▶ [SUPPLIED ENTRIES]:
##############################

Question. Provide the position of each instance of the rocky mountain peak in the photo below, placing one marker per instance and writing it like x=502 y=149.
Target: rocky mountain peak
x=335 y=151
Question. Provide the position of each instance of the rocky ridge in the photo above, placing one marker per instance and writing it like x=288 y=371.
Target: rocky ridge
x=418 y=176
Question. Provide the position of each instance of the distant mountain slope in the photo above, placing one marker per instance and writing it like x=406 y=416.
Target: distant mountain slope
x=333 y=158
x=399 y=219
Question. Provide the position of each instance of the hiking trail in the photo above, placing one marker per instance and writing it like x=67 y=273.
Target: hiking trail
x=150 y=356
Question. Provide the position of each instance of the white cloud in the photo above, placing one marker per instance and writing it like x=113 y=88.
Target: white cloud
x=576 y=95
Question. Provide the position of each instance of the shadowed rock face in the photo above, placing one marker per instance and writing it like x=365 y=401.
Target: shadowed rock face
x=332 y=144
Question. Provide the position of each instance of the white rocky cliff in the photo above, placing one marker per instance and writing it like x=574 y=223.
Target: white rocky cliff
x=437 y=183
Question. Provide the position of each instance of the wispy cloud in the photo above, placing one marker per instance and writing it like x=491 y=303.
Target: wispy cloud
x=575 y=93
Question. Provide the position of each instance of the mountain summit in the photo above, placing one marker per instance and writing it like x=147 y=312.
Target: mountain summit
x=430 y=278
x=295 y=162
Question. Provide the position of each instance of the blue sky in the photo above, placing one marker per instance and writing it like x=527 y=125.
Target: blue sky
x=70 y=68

##############################

Everything from the line containing "Question. Provide the position of each instance of the hiking" through the last line above should be copied exactly, please, with nothing added.

Question. Provide the position of each instance of the hiking trail in the photo above, placing one marker per instance and writing it like x=67 y=273.
Target: hiking trail
x=150 y=356
Question. Provide the position of each instance of the white cloud in the photo above, placing one marker per instance and writing it like x=113 y=88.
Target: white cloud
x=576 y=95
Question. Provide the position of each instance of the shadowed rock face in the photo above, placing one marker per instance and writing it like x=365 y=401.
Target: shadowed rock face
x=332 y=144
Question. Provide the position of each instance of the white rocky cliff in the photo above, placing one marker per instance and writing it like x=574 y=223.
Target: white rocky cliff
x=437 y=183
Question. Provide the position of each instance of the wispy cloud in the photo above, placing one marker per instance and writing it like x=491 y=303.
Target: wispy cloud
x=575 y=93
Question. Provide the position of each instance of the mountain summit in the photo above, placing one marker per instance and writing it like x=147 y=312.
Target: mountain summit
x=430 y=278
x=295 y=162
Question. Provide the position of each instance of the blue sky in the photo above, placing one marker per instance and writing it like x=527 y=125.
Target: blue sky
x=70 y=68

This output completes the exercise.